◆ Task statement
Gather every line of the data below that contains the word "black", and copy each of those lines in full.

◆ Data to process

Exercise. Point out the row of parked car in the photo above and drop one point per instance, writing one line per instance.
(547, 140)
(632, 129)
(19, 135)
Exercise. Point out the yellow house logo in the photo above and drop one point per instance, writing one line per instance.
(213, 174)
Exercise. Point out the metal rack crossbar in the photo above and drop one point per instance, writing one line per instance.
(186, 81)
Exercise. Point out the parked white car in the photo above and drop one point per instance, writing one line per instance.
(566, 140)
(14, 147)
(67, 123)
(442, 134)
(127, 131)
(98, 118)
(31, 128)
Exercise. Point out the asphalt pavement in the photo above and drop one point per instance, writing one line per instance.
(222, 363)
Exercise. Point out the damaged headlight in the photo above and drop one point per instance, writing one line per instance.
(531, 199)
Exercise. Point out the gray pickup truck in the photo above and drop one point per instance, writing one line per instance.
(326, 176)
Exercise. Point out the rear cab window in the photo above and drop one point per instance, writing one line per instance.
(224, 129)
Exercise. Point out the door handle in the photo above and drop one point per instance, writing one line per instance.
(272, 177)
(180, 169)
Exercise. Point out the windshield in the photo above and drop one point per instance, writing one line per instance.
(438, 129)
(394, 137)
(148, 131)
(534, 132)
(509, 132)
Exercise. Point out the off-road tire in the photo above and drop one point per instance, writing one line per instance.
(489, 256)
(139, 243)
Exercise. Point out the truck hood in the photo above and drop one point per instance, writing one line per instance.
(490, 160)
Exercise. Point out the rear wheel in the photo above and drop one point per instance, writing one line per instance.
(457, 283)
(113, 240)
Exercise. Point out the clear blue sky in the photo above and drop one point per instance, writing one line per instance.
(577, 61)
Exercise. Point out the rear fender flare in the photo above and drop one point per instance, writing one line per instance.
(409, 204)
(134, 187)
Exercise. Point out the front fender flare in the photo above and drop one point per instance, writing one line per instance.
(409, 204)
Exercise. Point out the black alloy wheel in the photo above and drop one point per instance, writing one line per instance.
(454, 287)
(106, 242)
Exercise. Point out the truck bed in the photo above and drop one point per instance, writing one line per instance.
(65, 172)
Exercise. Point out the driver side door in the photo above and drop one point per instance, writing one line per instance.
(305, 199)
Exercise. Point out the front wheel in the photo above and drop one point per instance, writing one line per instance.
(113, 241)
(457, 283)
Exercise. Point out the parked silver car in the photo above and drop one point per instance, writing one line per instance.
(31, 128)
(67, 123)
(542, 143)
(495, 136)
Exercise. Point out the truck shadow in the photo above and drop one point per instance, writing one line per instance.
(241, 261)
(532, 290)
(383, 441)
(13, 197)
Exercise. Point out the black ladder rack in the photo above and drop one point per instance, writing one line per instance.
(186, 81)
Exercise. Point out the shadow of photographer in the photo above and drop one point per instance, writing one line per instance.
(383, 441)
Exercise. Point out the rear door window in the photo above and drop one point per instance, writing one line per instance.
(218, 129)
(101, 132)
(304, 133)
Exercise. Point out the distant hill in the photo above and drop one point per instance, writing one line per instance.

==

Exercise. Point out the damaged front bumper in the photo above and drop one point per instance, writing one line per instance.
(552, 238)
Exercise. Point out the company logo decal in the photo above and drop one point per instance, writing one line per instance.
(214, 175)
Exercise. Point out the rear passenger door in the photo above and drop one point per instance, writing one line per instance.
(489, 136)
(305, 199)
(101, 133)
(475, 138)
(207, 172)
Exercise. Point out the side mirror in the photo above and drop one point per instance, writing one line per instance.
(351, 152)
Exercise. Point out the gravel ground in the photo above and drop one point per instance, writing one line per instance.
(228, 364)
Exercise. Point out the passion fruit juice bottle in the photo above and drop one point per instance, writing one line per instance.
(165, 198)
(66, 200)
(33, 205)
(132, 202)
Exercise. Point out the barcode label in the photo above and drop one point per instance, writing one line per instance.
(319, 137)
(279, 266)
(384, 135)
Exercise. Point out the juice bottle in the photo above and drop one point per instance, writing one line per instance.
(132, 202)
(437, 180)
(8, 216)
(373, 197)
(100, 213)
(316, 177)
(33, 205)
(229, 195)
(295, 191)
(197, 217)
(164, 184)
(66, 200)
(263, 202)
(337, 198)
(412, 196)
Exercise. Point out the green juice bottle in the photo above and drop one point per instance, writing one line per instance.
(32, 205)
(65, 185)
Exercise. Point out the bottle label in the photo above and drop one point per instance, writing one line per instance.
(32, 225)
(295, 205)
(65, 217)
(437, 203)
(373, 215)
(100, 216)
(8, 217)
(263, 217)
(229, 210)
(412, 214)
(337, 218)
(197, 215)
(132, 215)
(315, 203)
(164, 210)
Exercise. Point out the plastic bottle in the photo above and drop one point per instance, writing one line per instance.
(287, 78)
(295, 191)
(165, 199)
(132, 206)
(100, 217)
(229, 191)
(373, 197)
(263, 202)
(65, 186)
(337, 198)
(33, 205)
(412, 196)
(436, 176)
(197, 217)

◆ Exercise output
Exercise. Point out the black alloy wheel in the photo above and drop one point per instance, writing one line per instance.
Exercise. Point out the black ladder rack in the photo above and drop one point per instance, writing one line per instance.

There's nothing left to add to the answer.